─── Supplied information
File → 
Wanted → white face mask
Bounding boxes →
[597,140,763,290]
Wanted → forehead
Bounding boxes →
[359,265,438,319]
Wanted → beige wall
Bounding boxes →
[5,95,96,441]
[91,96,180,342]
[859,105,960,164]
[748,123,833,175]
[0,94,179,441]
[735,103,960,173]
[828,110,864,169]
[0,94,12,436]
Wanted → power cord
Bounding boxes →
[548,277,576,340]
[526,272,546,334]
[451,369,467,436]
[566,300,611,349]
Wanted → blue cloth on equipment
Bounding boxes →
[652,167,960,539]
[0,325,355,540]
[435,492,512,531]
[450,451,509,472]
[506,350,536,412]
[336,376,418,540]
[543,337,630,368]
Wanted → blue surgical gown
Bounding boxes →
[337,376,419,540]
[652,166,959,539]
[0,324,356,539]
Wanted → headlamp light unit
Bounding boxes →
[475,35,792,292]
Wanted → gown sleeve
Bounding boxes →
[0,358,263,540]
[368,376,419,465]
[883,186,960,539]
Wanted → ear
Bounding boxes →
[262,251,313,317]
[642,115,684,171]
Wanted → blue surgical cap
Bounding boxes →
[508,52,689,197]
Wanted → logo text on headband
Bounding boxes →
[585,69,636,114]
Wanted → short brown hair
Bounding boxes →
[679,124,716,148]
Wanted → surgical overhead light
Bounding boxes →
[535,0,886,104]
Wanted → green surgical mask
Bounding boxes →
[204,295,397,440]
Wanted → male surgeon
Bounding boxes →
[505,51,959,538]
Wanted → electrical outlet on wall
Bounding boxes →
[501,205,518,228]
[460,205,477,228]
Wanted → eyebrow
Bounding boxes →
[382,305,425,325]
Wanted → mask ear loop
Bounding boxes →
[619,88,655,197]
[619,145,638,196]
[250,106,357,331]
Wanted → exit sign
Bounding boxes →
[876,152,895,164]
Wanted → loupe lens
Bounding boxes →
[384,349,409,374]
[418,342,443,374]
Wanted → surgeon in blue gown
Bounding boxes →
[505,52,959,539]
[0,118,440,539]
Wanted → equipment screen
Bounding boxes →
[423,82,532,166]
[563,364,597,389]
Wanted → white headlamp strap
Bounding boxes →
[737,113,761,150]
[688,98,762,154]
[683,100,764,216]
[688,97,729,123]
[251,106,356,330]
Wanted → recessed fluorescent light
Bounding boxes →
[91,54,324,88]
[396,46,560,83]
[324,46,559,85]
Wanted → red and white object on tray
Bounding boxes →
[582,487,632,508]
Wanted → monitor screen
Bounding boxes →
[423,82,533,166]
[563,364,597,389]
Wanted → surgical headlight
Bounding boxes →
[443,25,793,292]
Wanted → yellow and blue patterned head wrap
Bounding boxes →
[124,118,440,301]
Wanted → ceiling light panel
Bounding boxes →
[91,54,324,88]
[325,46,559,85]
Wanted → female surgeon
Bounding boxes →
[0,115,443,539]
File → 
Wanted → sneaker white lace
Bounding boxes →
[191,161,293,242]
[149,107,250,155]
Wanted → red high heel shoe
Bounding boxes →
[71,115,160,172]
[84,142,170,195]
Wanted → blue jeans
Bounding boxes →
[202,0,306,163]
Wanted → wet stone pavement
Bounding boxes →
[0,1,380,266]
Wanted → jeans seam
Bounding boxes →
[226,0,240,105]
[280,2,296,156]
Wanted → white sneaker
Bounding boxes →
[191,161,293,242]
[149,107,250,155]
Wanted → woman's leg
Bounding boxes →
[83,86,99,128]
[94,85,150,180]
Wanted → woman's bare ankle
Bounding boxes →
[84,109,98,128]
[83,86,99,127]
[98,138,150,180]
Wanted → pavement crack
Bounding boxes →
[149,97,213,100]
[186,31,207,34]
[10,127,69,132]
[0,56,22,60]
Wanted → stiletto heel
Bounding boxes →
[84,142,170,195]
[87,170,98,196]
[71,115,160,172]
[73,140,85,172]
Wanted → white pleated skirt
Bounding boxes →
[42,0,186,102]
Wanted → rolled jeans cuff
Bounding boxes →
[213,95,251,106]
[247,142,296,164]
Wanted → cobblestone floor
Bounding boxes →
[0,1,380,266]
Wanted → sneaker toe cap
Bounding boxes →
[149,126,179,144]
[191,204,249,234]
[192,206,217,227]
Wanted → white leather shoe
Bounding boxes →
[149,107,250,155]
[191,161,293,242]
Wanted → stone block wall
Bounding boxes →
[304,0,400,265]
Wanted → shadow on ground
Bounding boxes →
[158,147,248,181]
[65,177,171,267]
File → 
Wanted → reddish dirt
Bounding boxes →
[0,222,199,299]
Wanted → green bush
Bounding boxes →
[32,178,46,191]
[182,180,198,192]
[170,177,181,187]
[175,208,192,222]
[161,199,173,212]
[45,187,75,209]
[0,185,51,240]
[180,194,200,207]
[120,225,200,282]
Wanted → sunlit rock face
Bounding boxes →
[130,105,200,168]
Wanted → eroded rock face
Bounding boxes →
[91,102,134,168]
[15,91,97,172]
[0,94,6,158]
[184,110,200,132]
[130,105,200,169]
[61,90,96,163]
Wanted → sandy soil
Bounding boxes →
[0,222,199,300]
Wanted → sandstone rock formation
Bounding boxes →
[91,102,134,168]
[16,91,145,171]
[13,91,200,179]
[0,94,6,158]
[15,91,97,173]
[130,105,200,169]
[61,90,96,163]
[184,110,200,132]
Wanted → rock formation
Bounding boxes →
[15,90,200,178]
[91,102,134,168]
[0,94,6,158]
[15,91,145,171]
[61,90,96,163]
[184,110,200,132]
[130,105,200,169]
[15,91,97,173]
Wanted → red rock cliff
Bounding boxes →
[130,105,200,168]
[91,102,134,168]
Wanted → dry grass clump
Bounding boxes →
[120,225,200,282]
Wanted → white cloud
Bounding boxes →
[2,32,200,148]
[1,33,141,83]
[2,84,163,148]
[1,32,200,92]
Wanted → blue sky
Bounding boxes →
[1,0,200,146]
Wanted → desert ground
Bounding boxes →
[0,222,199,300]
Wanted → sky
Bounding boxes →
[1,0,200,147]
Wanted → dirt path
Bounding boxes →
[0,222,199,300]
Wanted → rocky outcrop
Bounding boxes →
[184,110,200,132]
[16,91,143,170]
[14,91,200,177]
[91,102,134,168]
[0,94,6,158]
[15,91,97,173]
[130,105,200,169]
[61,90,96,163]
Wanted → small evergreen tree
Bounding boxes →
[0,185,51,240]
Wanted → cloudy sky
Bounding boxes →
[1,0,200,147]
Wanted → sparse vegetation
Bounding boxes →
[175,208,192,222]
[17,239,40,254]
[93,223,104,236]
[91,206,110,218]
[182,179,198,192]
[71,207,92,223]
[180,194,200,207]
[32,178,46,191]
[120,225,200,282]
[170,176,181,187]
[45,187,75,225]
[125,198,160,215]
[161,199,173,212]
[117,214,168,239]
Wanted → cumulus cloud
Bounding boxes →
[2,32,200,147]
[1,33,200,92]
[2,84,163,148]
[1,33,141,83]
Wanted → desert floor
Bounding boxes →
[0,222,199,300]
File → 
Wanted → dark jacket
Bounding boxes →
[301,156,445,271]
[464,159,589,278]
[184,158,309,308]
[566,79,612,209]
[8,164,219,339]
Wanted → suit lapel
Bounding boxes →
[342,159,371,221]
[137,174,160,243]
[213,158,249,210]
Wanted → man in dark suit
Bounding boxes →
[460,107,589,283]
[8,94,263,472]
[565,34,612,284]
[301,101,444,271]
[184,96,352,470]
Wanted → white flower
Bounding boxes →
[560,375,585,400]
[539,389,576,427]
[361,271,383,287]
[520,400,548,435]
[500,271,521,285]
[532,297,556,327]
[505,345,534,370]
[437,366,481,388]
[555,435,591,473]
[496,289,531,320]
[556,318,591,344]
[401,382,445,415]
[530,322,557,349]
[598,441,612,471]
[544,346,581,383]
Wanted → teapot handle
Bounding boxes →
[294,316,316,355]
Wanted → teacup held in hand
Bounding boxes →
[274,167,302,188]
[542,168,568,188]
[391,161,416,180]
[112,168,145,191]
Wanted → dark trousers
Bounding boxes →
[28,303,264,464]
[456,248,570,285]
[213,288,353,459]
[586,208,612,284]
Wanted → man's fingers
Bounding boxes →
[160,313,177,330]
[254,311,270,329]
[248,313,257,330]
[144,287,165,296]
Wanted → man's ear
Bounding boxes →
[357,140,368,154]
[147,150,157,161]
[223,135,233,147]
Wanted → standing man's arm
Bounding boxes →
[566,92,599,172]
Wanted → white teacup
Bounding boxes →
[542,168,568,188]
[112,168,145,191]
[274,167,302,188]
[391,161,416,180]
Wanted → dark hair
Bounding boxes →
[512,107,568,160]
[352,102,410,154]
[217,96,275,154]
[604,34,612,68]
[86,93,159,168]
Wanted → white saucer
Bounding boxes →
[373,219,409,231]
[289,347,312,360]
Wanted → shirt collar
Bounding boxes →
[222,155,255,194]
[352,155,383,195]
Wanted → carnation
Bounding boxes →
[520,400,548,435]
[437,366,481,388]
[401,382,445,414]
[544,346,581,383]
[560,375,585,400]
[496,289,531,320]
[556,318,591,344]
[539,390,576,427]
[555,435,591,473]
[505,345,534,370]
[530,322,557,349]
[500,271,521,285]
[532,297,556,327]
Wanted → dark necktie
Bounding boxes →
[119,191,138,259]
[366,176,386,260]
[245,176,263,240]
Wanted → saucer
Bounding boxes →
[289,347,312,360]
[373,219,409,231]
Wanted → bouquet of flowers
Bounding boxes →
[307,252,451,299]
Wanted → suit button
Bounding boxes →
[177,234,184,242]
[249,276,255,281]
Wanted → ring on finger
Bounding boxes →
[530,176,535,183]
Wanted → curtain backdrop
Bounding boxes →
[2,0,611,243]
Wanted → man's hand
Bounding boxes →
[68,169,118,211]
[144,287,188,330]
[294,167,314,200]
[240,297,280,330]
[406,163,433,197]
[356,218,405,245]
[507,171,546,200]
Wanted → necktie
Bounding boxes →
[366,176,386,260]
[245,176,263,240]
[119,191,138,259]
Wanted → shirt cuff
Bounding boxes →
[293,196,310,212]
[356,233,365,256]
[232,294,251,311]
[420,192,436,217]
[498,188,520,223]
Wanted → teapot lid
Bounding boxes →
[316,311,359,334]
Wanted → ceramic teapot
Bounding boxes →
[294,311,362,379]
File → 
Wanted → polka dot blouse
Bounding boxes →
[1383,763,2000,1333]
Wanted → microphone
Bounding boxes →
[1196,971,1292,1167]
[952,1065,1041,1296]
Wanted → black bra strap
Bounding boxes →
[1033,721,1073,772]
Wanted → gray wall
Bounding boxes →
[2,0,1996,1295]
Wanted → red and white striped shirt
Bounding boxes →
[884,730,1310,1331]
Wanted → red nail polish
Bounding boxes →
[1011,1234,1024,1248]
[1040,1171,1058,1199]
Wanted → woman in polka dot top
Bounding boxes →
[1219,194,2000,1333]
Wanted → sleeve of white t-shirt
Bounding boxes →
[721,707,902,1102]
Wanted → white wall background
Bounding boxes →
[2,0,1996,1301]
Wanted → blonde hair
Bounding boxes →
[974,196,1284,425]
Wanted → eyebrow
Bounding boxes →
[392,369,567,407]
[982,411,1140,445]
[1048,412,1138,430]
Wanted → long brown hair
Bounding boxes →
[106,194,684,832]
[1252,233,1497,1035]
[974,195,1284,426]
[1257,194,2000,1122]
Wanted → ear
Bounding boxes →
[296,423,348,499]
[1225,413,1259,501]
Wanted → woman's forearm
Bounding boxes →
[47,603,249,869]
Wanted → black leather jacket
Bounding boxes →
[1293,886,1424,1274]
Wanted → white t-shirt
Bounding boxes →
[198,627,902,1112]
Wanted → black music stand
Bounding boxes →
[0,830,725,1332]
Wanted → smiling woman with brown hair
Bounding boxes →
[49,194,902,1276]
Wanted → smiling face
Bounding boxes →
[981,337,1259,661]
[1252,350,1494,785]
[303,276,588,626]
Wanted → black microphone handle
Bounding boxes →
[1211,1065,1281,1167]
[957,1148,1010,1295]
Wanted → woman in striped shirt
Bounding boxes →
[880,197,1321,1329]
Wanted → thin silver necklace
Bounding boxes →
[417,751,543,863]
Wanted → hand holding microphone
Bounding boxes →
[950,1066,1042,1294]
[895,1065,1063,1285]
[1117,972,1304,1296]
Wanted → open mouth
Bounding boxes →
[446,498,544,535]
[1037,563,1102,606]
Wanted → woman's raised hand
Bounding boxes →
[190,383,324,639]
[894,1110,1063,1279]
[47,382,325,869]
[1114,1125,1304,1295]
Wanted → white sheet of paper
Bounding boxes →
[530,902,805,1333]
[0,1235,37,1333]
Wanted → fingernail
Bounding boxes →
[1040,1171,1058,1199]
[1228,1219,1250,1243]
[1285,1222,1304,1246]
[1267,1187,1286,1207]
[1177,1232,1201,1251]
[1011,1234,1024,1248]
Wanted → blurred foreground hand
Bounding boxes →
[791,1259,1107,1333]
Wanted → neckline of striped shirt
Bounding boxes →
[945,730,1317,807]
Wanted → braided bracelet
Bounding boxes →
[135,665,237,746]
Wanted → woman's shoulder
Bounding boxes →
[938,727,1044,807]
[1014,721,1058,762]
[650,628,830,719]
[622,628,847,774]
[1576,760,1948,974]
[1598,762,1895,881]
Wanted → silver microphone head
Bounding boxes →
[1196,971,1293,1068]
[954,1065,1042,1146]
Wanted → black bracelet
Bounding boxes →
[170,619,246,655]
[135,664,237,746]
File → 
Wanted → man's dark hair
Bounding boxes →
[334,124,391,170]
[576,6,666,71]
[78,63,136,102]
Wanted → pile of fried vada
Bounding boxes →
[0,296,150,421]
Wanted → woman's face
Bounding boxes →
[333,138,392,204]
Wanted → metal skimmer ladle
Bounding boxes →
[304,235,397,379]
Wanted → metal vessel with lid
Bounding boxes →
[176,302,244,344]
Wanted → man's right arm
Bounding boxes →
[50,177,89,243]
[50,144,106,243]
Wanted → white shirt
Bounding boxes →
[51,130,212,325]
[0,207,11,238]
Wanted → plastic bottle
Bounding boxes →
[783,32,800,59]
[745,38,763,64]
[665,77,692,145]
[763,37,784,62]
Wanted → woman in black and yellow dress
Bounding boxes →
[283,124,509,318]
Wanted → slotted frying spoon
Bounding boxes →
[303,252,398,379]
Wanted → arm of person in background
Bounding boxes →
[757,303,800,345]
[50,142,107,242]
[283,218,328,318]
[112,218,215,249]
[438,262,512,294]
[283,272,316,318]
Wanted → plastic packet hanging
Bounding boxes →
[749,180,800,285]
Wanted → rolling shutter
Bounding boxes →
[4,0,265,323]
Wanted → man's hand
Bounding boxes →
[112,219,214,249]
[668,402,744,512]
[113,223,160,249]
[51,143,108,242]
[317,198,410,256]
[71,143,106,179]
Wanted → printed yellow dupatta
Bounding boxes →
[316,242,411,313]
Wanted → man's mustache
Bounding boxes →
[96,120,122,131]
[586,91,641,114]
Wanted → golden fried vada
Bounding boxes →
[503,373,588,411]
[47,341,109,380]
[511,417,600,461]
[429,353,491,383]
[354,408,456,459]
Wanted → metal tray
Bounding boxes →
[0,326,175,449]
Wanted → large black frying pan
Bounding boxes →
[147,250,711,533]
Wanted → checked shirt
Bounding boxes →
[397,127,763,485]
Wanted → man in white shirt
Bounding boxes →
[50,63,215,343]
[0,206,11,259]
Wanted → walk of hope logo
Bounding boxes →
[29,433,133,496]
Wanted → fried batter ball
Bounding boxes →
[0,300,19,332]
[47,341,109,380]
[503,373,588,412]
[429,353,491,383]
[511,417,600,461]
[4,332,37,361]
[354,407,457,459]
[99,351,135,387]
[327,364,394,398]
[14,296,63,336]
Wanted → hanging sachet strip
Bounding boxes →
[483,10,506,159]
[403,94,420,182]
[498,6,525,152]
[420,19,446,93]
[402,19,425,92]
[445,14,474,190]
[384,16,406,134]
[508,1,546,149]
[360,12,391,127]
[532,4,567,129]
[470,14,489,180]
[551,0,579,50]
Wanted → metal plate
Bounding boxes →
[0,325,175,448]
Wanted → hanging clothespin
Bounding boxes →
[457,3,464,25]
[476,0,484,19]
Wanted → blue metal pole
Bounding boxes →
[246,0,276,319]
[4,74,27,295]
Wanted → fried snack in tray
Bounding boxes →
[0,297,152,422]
──────
**Task instructions**.
Reply with the number of lines above in which the word "heel" appears, and with nothing else.

**Answer below**.
2